Document excerpt →
==*==
Everything works fine insofar that the function is correct and
itentical to the original design and it also synthesizes fine with one
little exeption:

The XST-Synthesis Tool does not recognize my coding style as a FSM,
therefore it wont do the neccessary optimizations. For comparision
purposes I have added some XST-synthesis report snippets to outline
the differences:

While my coding style produces a register and some feedback logic
around it, for the original code (Produced by StateCAD) XST inferes a
FSM and applies all optimizations on it.

(When I comment out the enum_encoding attributes in my code then
register CS will become One-State-Hot encoded, but no OSH-FSM will be
created. Instead some clumsy binary FSM with an unreal OSH encoding
(all statebits zero!!! - not allowed for OSH encoding!!!) will be
generated.

So, what trick makes the XST-Synthesis tool recognize my coding style
to be a FSM working in the way I want (that is with registered outputs
but no delay by one clock cycle)?


All help is appreciated.

Thanks

 Eilert



=========================================================================
*                           HDL Synthesis                            
 *
=========================================================================

Synthesizing Unit <elis_statemachine>.
    Related source file is
S:/ssy_laboratory_test/ssy_stopwatch/ELIS_Statemachine.vhd.
    Found 1-bit register for signal <clockenableout>.
    Found 1-bit register for signal <resetout>.
    Found 3-bit register for signal <cs>.
    Summary:
    inferred   5 D-type flip-flop(s).
Unit <elis_statemachine> synthesized.


=========================================================================
HDL Synthesis Report

Macro Statistics
# Registers                        : 3
  3-bit register                   : 1
  1-bit register                   : 2

=========================================================================



=========================================================================
*                           HDL Synthesis                            
 *
=========================================================================

Synthesizing Unit <stmach>.
    Related source file is
S:/ssy_laboratory_test/ssy_stopwatch/STMACH.vhd.
    Found finite state machine <FSM_0> for signal <sreg>.
    -----------------------------------------------------------------------
    | States             | 6                                          
   |
    | Transitions        | 11                                        
   |
    | Inputs             | 1                                          
   |
    | Outputs            | 2                                          
   |
    | Reset type         | asynchronous                              
   |
    | Encoding           | automatic                                  
   |
    | State register     | d  flip-flops                              
   |
    -----------------------------------------------------------------------
    Summary:
    inferred   1 Finite State Machine(s).
Unit <stmach> synthesized.


=========================================================================
HDL Synthesis Report

Macro Statistics
# FSMs                             : 1

=========================================================================

Optimizing FSM <FSM_0> with One-Hot encoding and d flip-flops.
==*==
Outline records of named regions

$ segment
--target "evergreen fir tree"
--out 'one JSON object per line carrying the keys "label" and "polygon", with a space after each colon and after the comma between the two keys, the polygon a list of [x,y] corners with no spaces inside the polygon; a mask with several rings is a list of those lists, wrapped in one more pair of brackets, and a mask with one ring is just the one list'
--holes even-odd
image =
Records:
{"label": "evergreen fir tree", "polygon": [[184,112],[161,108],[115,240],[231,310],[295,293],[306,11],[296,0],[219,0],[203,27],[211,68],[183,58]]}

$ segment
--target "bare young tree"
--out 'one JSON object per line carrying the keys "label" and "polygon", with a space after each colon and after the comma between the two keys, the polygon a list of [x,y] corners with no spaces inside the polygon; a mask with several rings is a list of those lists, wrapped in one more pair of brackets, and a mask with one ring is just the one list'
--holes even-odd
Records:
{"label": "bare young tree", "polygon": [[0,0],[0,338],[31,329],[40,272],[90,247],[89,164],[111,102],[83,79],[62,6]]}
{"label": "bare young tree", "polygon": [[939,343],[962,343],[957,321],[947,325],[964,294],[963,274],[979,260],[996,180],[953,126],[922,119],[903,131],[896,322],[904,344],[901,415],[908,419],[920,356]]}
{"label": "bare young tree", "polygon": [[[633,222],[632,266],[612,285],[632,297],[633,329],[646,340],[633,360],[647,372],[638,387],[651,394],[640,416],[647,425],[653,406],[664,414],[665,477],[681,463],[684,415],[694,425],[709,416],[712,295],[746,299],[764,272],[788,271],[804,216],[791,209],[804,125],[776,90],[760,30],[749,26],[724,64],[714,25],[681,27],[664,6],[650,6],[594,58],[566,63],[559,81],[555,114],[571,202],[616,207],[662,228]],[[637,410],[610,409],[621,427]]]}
==*==
Exercises to complete →
**A)** Update the passage of the XST state machine post that begins at "Everything works fine" and stops after "optimizations on it.", putting "combinational logic" in place of "feedback logic".
**B)** Write what follows the final line of the XST state machine post.

Responses for each task →
**A)**
Everything works fine insofar that the function is correct and
itentical to the original design and it also synthesizes fine with one
little exeption:

The XST-Synthesis Tool does not recognize my coding style as a FSM,
therefore it wont do the neccessary optimizations. For comparision
purposes I have added some XST-synthesis report snippets to outline
the differences:

While my coding style produces a register and some combinational logic
around it, for the original code (Produced by StateCAD) XST inferes a
FSM and applies all optimizations on it.

**B)**
Sourcecode of elis_statemachine.vhd:

library IEEE;
use IEEE.STD_LOGIC_1164.ALL;
use IEEE.STD_LOGIC_ARITH.ALL;
use IEEE.STD_LOGIC_UNSIGNED.ALL;

entity ELIS_Statemachine is
    Port ( Clock : in std_logic;
           Reset : in std_logic;
           StartStop : in std_logic;
           ClockEnableOut : out std_logic;
           ResetOut : out std_logic);
end ELIS_Statemachine;

architecture Behavioral of ELIS_Statemachine is
  type STATE_TYPE is (Clear,Zero,Start,Counting,Stop,Stopped);    
  attribute ENUM_ENCODING: STRING;
  attribute ENUM_ENCODING of STATE_TYPE: type is "000 101 010 001 011
100";
  signal CS    : STATE_TYPE;
  signal NS : STATE_TYPE;

begin
      
    SYNC_PROC: process (CLOCK, RESET)
    begin
       if (RESET='1') then
              CS <= Clear;
       elsif (CLOCK'event and CLOCK = '1') then
            CS <= NS;
       end if;
    end process;
 
    COMB_PROC: process (CS, StartStop)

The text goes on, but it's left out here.